Task to complete: Please return each entry that follows exactly as given, but without pictures.

Data records:
----------

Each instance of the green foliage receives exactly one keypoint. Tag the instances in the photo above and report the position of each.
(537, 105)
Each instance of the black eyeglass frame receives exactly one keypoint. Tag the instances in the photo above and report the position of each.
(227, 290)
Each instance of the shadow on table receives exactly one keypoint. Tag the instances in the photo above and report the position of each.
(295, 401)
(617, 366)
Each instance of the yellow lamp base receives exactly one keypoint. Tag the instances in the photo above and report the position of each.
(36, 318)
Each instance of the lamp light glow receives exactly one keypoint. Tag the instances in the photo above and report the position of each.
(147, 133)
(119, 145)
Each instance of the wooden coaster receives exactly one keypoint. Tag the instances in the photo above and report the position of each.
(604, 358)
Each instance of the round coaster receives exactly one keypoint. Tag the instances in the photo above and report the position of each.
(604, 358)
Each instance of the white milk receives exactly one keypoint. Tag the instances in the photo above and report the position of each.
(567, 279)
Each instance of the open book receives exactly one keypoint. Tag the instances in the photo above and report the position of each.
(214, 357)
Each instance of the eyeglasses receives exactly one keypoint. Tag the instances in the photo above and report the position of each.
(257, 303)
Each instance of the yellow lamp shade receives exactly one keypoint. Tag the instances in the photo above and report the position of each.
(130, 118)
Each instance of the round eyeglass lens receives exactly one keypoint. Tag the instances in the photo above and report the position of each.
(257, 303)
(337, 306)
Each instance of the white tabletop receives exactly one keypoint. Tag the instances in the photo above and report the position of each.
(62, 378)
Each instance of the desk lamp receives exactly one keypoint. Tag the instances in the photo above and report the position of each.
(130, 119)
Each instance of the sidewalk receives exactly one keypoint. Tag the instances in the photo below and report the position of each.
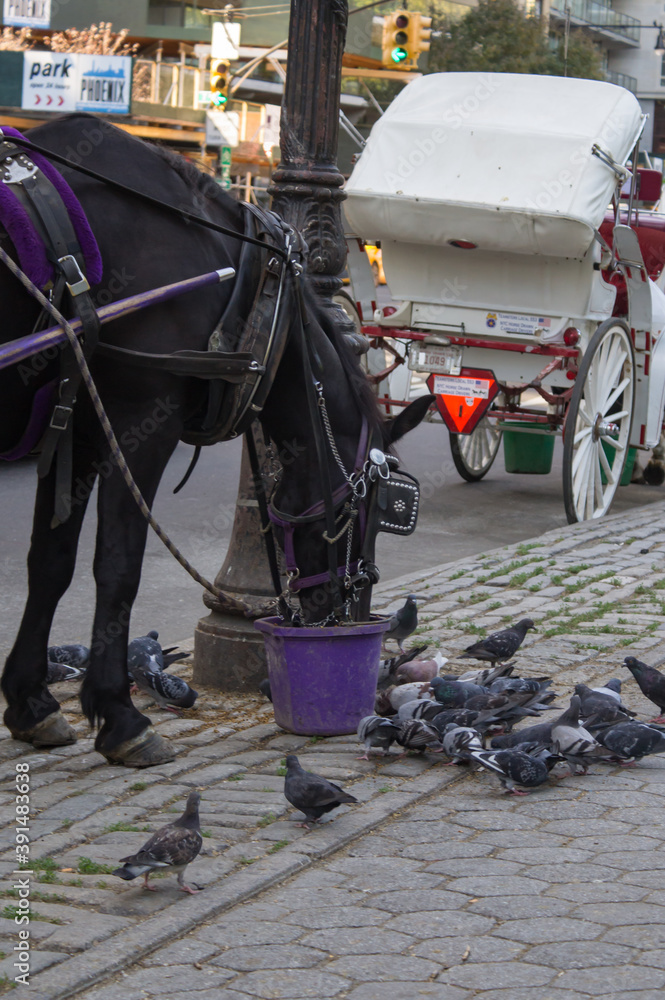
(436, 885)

----------

Task answer:
Each instance of the green foliage receives exactly one keypoint. Tag the instances in the photo above and report the position of each.
(537, 105)
Each instance of the black eyeglass frame receives exactly one keypoint. Tag the instances in the photo above and report the position of each.
(227, 290)
Each instance of the shadow on table receives exactly one keypoint. Tag the instances in the photo above and report the position of each.
(295, 401)
(617, 366)
Each instance of the yellow lamp base receives exactly one keypoint. Tag the instances in the photo above and report the position of each.
(36, 318)
Each instance of the lamp light glow receives exactly one keypoint. Tag the instances in the photo above and report the position of each.
(147, 133)
(119, 145)
Each instance of the wooden coaster receives exactly one keypoint. Tag the instances in the photo above and report the position of each.
(604, 358)
Each instance of the round coaster receives exactly one keypoint. Tag the instances in the photo above and report the position of each.
(604, 358)
Each instance of the white milk receives exactly one keypoint. Tag the instances in the photo above and report the position of each.
(567, 279)
Each instance of the open book receives exactly one keypoint. Tag the instances in the photo above and report the position of each.
(214, 357)
Each instance of the eyeglasses receives exactly one keypoint. Tag the instances in the photo above and report the position of each.
(257, 303)
Each instance of the yellow lamp shade receives exactly one keypoint. Tag the instances in the photo above and report the position of each.
(130, 118)
Each instance of the round eyeglass lens receives exactly one keypoint. Tag the instances in the photo above and report the position of each.
(257, 303)
(337, 306)
Each instance of the white tabletop receives exactly one keypoint. Tag the instances in the photo above and report the position of each.
(62, 378)
Each instance of the desk lamp receives exactly one keypoint. Tag the instances in the photo above and report the position of each.
(130, 119)
Each instance of the sidewalk receives exactly one keypoint. Tag the instances in the photo below and report the position of each.
(436, 885)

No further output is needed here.